TEXTAUSZUG ▸
•••

Super! Hatte mich schon öfters gefragt ob es tatsächlich was damit zu tun hätte.



KONI-DU schrieb:


> Der Nächste bitte



Meins? Der Kleinwagen von VW ist schuld. Habe ständig davon geredet dass mich meine Freunde irgendwann nur noch Lupo genannt haben. 

p.s. Konis hatte ich auch am Lupo, war geil!


----------



## Kruko (25. Januar 2009)

versus schrieb:


> aber jörg, du hast doch keinen tick



nicht wirklich oder etwa doch?


----------



## cleiende (25. Januar 2009)

Ganz trivial:
In den alten Tag, 1993, war das meine erste Netzwerk-ID auf unserem Banyan Netzwerk. Zusammengestoppelt aus erstem Buchstaben des Vor- und ersten sieben des Nachnamens.


----------



## tofu1000 (25. Januar 2009)

Äusserst interessantes wie amüsantes Thema!



Davidbelize schrieb:


> hier liegt belize....
> da getaucht...



Wie tief bzw. breit war denn dein "Hauspool"? 

Was meine Wenigkeit betrifft: Während meiner Zeit beim größten deutschen "Trachtenverein" (Neigungsgruppe Wasser), wo ich unter anderem auch diesen Dienstgrad 

 getragen habe,


maatik schrieb:


> aktuell: Maat   (das passende Kleidungsstück sorgt schonmal für Gelächter  )


(die passenden Kleidungsstücke hatten oftmals übrigens eine *ungewöhnlich* hohe Anziehungskraft auf die Damenwelt...  )
wurde ich oftmals für meine "aussergewöhnliche" Tierliebe geneckt (ähnlich wie manch einer hier für verbogene Sattelstützen) und musste entsprechend oft darlegen, wie ich es schaffe, nicht zu verhungern. Also wurde ich nur noch wie das vegetarische Grundnahrungsmittel gerufen. Der Ursprung war übrigens "Torfu" - es wusste niemand wie das "Zeug" geschrieben wird. Die 1000 kam etwas später und sollte das Ganze wahrscheinlich etwas martialischer klingen lassen (...) und wurde von ihm hier



übernommen.


----------



## GT-Sassy (25. Januar 2009)

Maat = Unteroffizier zur See?

Naja, bei mir ist das ganz einfach. GT erklärt sich ja selber und Sassy kommt auch wie bei tofu1000 von der BW (aber Heer). Da wir 20 gleiche Dienstgrade in der Kompanie waren riefen wir uns fast nur beim Namen. Tja und bei mir wurde dann der nachname verniedlicht.


----------



## MTB-News.de




----------



## tomasius (25. Januar 2009)

Nette Idee und schön zu lesen! 

Meine unspektakuläre Erklärung:

Meine Mutter versuchte es zunächst immer im Guten mit mir und sagte zunächst: "Thomas!" Die Wirkung auf mich war aber oft gleich Null. Somit verlieh sie ihrem Ausruf mehr Nachdruck und es folgte das ohrenbetäubende "Toooomaaaasiussssss!", welches schließlich zum Erfolg (zur Kapitulation) führte.

•••

AUSZÜGE AUS DATENSÄTZEN ▸
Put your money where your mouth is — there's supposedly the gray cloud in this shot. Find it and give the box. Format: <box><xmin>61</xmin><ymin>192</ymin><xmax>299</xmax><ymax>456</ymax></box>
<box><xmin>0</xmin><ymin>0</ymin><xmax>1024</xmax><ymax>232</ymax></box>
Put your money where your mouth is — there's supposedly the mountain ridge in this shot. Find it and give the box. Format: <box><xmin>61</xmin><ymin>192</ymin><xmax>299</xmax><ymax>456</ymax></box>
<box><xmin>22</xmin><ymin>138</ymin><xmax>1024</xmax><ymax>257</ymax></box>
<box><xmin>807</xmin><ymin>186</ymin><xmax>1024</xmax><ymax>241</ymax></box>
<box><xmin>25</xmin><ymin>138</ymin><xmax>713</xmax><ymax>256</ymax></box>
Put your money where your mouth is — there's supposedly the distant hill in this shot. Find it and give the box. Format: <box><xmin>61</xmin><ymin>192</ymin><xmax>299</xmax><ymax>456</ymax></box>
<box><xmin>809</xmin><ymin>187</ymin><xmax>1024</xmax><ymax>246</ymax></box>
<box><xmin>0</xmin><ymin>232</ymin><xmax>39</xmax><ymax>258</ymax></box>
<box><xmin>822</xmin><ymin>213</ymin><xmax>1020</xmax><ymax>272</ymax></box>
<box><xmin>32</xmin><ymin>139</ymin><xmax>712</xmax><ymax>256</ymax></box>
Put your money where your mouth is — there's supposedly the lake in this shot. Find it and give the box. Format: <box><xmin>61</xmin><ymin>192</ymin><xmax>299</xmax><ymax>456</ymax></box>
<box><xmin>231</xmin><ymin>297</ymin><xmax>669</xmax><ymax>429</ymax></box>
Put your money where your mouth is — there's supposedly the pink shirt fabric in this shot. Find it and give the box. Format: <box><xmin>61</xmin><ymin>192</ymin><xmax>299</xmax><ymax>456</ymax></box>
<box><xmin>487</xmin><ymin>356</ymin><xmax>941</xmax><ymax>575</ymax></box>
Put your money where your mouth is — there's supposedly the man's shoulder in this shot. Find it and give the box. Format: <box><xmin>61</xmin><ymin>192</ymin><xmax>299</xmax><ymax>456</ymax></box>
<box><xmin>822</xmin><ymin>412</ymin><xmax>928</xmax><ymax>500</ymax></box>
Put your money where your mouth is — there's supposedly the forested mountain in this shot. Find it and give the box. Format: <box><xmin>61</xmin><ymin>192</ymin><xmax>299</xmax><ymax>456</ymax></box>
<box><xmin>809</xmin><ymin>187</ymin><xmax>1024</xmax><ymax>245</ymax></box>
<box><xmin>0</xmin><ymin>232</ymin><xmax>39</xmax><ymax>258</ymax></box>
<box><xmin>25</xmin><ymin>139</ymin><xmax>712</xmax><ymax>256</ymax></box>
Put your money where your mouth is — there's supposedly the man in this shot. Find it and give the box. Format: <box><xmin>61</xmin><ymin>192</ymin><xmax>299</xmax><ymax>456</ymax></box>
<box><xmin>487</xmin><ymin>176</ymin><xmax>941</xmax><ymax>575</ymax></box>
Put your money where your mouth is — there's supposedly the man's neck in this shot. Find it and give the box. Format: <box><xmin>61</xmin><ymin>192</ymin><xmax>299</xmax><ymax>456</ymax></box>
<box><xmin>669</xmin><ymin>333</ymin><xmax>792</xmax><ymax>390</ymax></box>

•••

ARBEITSANWEISUNGEN ▸
a – Kannst du in den Datensätzen alles von der Zeile mit „the man's neck“ bis hinunter zu ihrem Ende vollständig neu ausgeben und dabei zu jeder Koordinate in den Box-Angaben 7 addieren?
b – Kannst du den Forumstext über die Herkunft der Benutzernamen fortsetzen, wo er aufhört?
Der Forumstext und die Datensätze sind zwei voneinander unabhängige Materialien.

LÖSUNGEN ▸
a –
Put your money where your mouth is — there's supposedly the man's neck in this shot. Find it and give the box. Format: <box><xmin>61</xmin><ymin>192</ymin><xmax>299</xmax><ymax>456</ymax></box>
<box><xmin>676</xmin><ymin>340</ymin><xmax>799</xmax><ymax>397</ymax></box>

b –
Der Name blieb mir deshalb im Gedächtnis, da es zahlreiche Situationen gab: Steinschlacht im Kindergarten, Fenster zerschlagen, mit dem Rad in das Auto des Nachbarn gefahren, Carrera- Bahn zerpflückt, unvermittelt bei der Schwester (mit Freund ) hereingeplatzt, usw..

Heute liefere ich meiner Mutter natürlich keine Anlässe mehr, nur ihr dürft mich tomasius nennen. 

Tom


----------



## GTdanni (25. Januar 2009)

Bei mir ist es auch ganz einfach. 

Ich heiße eigentlich Daniel, mein damaliger Arbeitskollege sagte aber immer Danni mit hartem N. 
Gerade zu der Zeit wurden im Indernett die Nicks vergeben und Daniel und Dani waren schon weg. 
Da dachte ich mir nimmste eben Danni, meist auch schon weg und so hab ich hier eben noch GT davor gemacht und gut war. 

Cu Danni


----------



## versus (25. Januar 2009)

tomasius schrieb:


> ...da es zahlreiche Situationen gab...



heute kaum vorstellbar 





besser so ?


----------



## tomasius (25. Januar 2009)

Bitte löschen! Bittte! 

Zum Glück ist der Bierbauch nun weg. Und das sogar ohne Winterpokal. Tipp: Wer abnehmen will, sollte mal wieder umziehen. 

Und nun lieber Volker suche ich mal nach einem Bild von dir. 

Tom


----------



## versus (25. Januar 2009)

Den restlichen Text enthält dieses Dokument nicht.